MATERIAL FOR THIS EXERCISE:
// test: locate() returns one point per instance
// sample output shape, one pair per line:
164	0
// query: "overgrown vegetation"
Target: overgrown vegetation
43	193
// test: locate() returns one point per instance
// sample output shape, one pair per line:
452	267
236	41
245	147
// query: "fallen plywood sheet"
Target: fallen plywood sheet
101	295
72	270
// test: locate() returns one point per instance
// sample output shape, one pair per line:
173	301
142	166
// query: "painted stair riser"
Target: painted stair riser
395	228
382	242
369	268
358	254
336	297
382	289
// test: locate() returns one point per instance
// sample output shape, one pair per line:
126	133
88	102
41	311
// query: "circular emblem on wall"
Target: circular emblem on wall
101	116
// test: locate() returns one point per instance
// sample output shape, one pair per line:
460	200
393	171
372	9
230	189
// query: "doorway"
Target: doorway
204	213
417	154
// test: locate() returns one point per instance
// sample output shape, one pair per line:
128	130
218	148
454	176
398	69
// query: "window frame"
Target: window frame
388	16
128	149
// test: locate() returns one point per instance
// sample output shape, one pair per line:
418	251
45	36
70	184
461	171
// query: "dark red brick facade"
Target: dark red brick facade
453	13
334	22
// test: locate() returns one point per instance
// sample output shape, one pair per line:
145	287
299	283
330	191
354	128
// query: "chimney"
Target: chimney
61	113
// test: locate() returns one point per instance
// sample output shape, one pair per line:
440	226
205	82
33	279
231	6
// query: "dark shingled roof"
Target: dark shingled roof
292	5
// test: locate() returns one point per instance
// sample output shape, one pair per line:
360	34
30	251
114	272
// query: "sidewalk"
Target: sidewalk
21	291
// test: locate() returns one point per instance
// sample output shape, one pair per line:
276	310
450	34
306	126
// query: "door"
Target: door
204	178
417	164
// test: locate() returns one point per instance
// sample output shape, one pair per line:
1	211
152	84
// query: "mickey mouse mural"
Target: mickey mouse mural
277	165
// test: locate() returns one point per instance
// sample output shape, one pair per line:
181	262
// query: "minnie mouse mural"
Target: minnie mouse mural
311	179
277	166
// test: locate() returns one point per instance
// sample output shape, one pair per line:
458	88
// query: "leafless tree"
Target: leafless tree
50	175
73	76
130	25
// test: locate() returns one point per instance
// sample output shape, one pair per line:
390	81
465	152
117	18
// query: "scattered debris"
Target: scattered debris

WORK TO DO: Write down the full listing again, exactly.

EXPECTED ANSWER:
// test: locate() returns one point per instance
// sample output shape, one pair per line:
164	0
// query: "overgrown vegetation"
Target: overgrown vegetation
43	193
// test: locate() returns one point per instance
// sample output shape, one pair per line:
452	267
236	41
245	147
// query: "fallen plywood sheet"
Target: fallen plywood sheet
101	295
72	270
// test: locate() returns one point per instance
// sample output shape, one pair per line:
173	301
142	166
// query: "painted stair riser"
Target: painted stair riser
395	228
382	242
369	268
358	254
336	297
382	289
// test: locate() returns one point per instance
// sample output shape, one pair per line:
126	133
88	102
41	311
// query: "circular emblem on wall"
Target: circular emblem on wall
101	116
// test: locate() returns one point per instance
// sample output shape, one pair per line:
460	200
393	171
372	9
230	189
// query: "doorway"
Target: doorway
204	213
417	154
// test: locate() returns one point per instance
// sample output shape, one pair per line:
128	130
218	148
454	176
398	69
// query: "window frame"
Target: window frame
388	16
128	149
// test: locate() returns one point per instance
// sample output shape, one pair per line:
418	251
45	36
70	184
461	171
// query: "dark red brick facade"
Target: dark red brick facade
453	13
334	22
// test: locate() returns one point per instance
// sample output shape, one pair per line:
145	287
299	283
330	191
354	128
// query: "chimney"
Target: chimney
61	113
// test: locate() returns one point per instance
// sample output shape, one pair per line:
440	226
205	82
33	279
231	6
// query: "dark shingled roof"
Target: dark shingled roof
292	5
// test: locate() returns one point per instance
// sample output shape, one pair per line:
360	34
30	251
114	272
// query: "sidewalk"
Target: sidewalk
21	291
// test: locate() returns one point per instance
// sample output shape, one pair per line:
276	310
450	34
306	126
// query: "door"
Target: door
204	178
417	164
// test: locate() returns one point per instance
// sample output shape, one pair per line:
1	211
152	84
// query: "mickey mouse mural"
Target: mickey mouse mural
277	165
// test: locate() returns one point per instance
// sample output shape, one pair per line:
181	262
// query: "minnie mouse mural"
Target: minnie mouse mural
311	179
277	166
// test: locate() returns one point per instance
// sample output shape, one pair per line:
458	88
// query: "leafless tree"
Target: leafless tree
50	175
73	76
130	25
// test: locate() returns one point per instance
// sample output shape, one pair per line:
390	81
465	152
117	18
// query: "scattered debris"
Target: scattered debris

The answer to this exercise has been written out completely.